BEGIN Data provided

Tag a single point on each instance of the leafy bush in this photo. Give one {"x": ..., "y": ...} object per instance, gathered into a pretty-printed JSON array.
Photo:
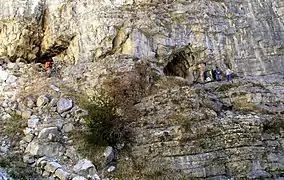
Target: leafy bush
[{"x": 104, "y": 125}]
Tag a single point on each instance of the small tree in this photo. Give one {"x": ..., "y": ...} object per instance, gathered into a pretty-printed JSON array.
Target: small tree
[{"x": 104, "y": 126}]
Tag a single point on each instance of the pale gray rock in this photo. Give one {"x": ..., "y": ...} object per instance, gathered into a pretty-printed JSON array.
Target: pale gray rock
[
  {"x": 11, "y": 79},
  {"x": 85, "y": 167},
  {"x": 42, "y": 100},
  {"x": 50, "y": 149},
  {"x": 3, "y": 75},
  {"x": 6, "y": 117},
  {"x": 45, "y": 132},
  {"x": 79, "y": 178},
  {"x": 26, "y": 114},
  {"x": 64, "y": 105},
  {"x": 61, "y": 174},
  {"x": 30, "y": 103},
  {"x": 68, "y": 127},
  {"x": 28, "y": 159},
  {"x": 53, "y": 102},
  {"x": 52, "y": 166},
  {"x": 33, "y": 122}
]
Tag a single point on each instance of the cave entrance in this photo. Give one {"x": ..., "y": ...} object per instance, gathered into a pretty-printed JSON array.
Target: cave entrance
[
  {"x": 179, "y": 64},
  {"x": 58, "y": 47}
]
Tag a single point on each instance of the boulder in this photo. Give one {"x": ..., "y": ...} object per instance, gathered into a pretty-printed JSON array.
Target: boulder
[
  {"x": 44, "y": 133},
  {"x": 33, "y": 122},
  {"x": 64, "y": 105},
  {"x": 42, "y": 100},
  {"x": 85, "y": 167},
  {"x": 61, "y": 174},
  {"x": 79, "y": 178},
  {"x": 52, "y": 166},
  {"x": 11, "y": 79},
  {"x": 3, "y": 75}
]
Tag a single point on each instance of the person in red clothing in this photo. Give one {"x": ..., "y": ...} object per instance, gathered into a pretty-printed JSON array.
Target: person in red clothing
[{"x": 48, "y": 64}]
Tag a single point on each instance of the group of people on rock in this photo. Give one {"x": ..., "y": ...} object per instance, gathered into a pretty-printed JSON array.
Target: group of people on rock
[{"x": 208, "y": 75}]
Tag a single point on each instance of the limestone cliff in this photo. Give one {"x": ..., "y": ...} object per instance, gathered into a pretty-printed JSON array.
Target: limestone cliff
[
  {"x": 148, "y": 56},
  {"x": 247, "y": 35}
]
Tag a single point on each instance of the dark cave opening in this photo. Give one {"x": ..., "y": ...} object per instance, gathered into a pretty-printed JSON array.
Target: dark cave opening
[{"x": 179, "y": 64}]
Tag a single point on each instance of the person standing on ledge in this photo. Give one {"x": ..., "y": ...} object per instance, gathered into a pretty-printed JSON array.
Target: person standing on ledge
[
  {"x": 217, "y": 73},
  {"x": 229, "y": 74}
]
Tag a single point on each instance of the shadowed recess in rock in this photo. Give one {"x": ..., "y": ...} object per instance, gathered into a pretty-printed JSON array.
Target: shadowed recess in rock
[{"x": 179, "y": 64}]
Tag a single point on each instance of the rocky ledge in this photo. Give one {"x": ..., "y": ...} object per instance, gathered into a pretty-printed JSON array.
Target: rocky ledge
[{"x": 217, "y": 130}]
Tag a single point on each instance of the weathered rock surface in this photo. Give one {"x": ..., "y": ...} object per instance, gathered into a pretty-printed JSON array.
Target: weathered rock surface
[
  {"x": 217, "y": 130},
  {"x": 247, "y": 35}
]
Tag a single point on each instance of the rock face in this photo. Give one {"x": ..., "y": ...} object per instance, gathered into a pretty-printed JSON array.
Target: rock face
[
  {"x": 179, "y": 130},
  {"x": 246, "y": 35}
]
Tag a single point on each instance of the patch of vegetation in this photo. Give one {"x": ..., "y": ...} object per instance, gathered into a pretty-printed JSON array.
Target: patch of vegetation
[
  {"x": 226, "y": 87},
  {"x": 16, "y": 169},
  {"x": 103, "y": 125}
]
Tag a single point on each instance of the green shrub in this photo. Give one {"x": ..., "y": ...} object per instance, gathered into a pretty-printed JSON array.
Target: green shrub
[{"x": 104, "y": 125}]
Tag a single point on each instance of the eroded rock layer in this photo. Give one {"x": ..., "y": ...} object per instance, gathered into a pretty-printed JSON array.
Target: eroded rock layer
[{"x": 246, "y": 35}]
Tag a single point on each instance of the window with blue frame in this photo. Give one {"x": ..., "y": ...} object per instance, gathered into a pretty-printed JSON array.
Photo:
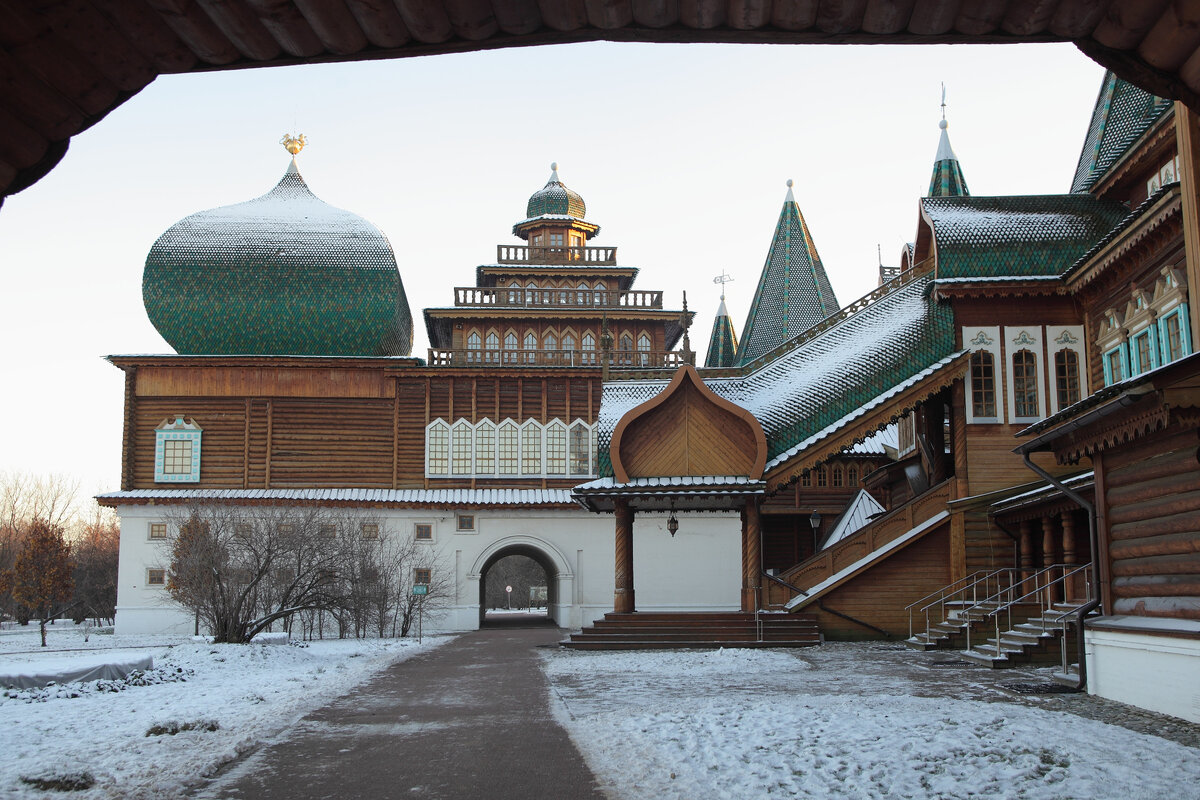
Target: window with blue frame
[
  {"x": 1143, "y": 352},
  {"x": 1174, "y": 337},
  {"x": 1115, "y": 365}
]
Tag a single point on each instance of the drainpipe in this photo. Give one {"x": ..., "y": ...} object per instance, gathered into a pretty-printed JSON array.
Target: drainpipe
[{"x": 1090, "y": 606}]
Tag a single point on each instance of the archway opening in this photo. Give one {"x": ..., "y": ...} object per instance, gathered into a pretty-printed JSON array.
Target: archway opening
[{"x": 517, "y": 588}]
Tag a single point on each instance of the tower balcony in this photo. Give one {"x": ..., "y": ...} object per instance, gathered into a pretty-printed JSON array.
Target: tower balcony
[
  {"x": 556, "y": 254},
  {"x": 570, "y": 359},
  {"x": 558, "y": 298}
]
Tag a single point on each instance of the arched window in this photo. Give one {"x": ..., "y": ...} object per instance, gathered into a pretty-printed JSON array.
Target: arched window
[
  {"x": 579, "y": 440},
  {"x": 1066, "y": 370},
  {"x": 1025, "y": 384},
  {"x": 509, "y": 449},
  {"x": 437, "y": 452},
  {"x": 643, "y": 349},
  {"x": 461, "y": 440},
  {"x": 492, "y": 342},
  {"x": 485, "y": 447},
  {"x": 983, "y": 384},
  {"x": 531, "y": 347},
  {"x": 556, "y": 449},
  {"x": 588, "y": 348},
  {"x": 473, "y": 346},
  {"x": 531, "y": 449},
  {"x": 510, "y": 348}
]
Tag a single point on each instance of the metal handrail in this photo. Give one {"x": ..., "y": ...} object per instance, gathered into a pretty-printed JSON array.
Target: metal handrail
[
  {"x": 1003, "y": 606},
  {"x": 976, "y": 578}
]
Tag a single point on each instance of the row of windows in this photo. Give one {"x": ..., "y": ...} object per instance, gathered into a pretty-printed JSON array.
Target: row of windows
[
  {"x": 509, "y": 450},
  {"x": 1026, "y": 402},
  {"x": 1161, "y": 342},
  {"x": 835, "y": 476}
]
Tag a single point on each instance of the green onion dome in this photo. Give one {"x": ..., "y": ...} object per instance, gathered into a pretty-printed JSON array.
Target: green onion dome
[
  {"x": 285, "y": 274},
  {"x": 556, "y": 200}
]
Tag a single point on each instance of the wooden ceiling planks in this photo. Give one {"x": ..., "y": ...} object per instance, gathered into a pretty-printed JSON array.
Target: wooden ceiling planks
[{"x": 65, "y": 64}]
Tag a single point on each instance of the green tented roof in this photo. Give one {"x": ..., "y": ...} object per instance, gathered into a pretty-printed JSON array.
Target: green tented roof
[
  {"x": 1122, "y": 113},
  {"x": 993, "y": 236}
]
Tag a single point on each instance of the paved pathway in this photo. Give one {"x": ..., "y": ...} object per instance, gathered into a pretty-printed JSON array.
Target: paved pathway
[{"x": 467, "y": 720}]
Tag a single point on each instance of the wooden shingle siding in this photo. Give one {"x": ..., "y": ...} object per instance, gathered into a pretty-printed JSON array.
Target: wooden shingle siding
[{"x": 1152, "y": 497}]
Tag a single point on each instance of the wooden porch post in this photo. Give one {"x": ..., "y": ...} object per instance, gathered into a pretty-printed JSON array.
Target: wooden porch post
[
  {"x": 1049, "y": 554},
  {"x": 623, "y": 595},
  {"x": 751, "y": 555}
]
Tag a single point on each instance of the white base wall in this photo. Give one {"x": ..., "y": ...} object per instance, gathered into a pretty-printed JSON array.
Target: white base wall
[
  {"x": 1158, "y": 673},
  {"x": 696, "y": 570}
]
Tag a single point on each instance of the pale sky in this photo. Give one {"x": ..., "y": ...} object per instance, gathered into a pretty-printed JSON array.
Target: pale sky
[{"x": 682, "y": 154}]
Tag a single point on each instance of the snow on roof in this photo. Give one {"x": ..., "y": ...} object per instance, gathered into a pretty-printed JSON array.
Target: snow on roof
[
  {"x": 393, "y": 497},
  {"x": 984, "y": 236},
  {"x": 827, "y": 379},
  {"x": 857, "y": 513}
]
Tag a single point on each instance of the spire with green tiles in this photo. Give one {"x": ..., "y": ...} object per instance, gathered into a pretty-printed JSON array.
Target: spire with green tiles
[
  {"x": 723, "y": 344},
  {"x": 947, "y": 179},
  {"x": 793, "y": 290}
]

END Data provided

Instructions for the task: Could you restate word for word the lines above from the one containing "Target: cave entrance" through the one containing "Tag a single point on each instance of the boulder", both included, and nothing else?

Completed exercise:
Target: cave entrance
[
  {"x": 179, "y": 64},
  {"x": 58, "y": 47}
]
Tag a single point on each instance of the boulder in this photo. Give one {"x": ..., "y": ...} object per instance, gathered into a pretty-printed JSON array.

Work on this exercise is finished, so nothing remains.